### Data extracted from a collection

◆ ◆ ◆ ◆ ◆

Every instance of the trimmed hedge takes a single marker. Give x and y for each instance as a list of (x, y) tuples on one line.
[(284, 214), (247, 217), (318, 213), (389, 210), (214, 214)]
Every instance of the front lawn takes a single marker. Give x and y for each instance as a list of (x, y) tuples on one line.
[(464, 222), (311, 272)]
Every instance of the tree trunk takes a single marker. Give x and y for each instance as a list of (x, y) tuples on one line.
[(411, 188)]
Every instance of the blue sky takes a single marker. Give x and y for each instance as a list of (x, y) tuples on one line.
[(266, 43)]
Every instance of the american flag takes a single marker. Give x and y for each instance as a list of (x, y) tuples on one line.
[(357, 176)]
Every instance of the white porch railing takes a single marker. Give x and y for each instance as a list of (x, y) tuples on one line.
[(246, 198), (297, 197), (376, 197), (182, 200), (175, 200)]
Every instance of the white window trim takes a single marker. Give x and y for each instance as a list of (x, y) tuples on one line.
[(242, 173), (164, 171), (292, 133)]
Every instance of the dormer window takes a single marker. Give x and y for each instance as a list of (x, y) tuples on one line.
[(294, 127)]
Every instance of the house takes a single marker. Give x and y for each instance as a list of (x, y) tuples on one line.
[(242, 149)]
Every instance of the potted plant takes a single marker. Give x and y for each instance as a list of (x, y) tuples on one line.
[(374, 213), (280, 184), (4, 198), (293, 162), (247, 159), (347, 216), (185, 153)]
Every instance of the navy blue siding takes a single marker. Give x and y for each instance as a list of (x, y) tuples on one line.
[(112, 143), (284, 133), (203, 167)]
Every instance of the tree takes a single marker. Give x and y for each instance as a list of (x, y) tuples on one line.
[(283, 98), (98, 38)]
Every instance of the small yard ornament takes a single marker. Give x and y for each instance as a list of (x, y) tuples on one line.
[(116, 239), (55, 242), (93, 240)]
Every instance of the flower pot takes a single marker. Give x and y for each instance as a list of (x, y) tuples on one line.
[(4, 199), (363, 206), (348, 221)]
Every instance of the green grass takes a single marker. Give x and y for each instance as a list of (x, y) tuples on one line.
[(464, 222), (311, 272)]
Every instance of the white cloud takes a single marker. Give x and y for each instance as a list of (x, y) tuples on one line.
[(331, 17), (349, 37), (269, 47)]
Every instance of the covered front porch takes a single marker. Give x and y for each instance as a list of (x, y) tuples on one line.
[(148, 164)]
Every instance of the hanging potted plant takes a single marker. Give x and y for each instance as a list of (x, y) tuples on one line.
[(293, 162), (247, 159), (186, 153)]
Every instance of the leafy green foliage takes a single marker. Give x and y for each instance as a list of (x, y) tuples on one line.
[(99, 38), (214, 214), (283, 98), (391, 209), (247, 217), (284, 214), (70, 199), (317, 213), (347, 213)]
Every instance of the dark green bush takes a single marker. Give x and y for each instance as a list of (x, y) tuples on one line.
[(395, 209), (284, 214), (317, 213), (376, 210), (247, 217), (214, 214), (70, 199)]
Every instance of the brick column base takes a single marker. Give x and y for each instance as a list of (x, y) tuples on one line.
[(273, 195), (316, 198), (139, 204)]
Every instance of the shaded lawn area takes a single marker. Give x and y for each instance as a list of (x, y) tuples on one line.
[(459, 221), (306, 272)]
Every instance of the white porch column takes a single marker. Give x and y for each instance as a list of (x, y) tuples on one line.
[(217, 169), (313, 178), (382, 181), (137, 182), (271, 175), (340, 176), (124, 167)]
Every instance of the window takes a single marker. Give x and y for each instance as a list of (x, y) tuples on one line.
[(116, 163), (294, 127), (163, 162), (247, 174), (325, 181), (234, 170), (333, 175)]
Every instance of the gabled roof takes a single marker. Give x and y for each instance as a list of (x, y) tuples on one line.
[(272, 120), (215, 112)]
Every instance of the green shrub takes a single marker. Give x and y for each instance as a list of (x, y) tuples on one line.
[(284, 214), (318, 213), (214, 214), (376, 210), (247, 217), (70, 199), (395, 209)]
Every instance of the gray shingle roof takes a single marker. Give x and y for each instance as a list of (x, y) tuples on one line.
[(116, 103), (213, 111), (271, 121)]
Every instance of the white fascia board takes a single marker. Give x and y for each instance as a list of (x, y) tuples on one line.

◆ ◆ ◆ ◆ ◆

### ASSIGNED TASK
Repeat the data word for word.

### ANSWER BELOW
Every instance of the trimmed hedge takes a single marker. Give x and y for each instance as a list of (x, y) tuples on one line.
[(284, 214), (247, 217), (318, 213), (389, 210), (214, 214)]
Every instance of the front lawn takes a single marker. Give x and y for each instance as a list of (x, y) tuples on one line.
[(464, 222), (311, 272)]
Every instance of the tree trunk takes a single marker. Give x and y for each instance as a list of (x, y) tuples on one line.
[(411, 188)]
Every instance of the blue sky takes a single marker. Give x and y for each instance as a list of (x, y) tuples on one line.
[(266, 43)]
Every instance of the american flag takes a single marker. Give x and y for each instance as a list of (x, y) tuples on one line.
[(357, 176)]
Every instance of the white porch railing takes a single marker. Give x and y for each instance as a list of (x, y) tuples on one line.
[(246, 198), (297, 197), (376, 197), (182, 200), (175, 200)]
Every instance of the white window trim takes a single marker. Give x and y for each instance as a list of (x, y) tuples on one line.
[(242, 173), (164, 171), (292, 133)]
Every instance of the dormer window takes a single marker. Give x and y for each instance as a list of (x, y) tuples on one line.
[(294, 127)]
Every instance of the house takes a single marker. Give x and y for each instance as a list of (x, y) tuples on one line.
[(242, 149)]
Every instance of the potted plant takes a single marker. Give x and y for each instance as a list of (x, y) tuples on one line.
[(374, 213), (280, 184), (4, 198), (293, 162), (247, 159), (347, 216), (185, 153)]
Every instance of the navy blue siding takes a single marker. Give x and y for each instance as a list of (x, y) tuples on one line.
[(112, 143), (284, 133), (203, 167)]
Every instance of the tree takes a single marker. Give x and y for each instance as a list of (x, y) tuples on one line.
[(283, 98), (98, 38)]
Every instance of the small yard ornament takes a single marker. Give x and y for each instance as a list of (x, y) tuples on one line.
[(116, 239), (55, 242), (93, 240)]
Every instance of the flower pot takes a single marker. Give x and y for each instance as a list of (x, y) tuples on one line.
[(4, 199), (363, 206), (348, 221)]
Every instance of the green grass takes a single marker. Give x and y for each instance as a list of (x, y) tuples on one line.
[(464, 222), (311, 272)]
Every instance of the white cloud takes a single marker. Give x and y for each instance as a list of (x, y) tuples on one line.
[(331, 17), (349, 37), (269, 47)]
Every instance of the covered front porch takes a single marker. Give x and y for each instance as a list of (x, y) tuples on one line.
[(148, 164)]
Every instance of the hanging potted plant takes a single marker. Give x and y for each instance as a list of (x, y) tuples on one line.
[(293, 162), (247, 159), (186, 153)]
Every instance of the leafy green foliage takes a single marker. Give x and y for each instance as a list of (x, y) tuples on one line.
[(99, 38), (214, 214), (283, 98), (391, 209), (247, 217), (284, 214), (70, 199), (317, 213), (347, 213)]
Every instance of the dark green bush takes a single marker. Give x and y for each instance as a list of (x, y) tuples on one line.
[(395, 209), (284, 214), (317, 213), (376, 210), (247, 217), (214, 214), (70, 199)]
Every instance of the brick column base takes a single marker. Give x and y for each instance as a list of (x, y) tuples on one line.
[(273, 195), (316, 198), (139, 204)]
Every instance of the shaded lawn area takes a single marker. Give x and y for each instance as a list of (x, y) tuples on one line.
[(459, 221), (306, 272)]
Every instance of the white porch column takes a single marker. Give x and y for each instance as a list of (x, y) tuples on one line.
[(217, 169), (313, 178), (382, 181), (137, 182), (271, 175), (340, 176), (124, 167)]
Every instance of the window takes a single marker. Give x and y for each instance as a list of (x, y) tuples on one line.
[(116, 163), (294, 127), (163, 162), (247, 174), (325, 181), (234, 170), (333, 175)]
Every instance of the gabled roof takes a single marker. Give x and y for each instance as a list of (x, y) tuples on one line.
[(272, 120), (215, 112)]
Every instance of the green shrub takes a single marker. Give x and y for each instance as a list of (x, y) tuples on one line.
[(284, 214), (318, 213), (214, 214), (376, 210), (247, 217), (70, 199), (395, 209)]
Every instance of the gray shingle roof takes a single marker. Give x and y for each instance as a list of (x, y) tuples on one line.
[(116, 103), (213, 111), (271, 121)]
Every instance of the white fascia board takes a single marker. Give x and y for each instance as a list of (x, y) tuples on one line.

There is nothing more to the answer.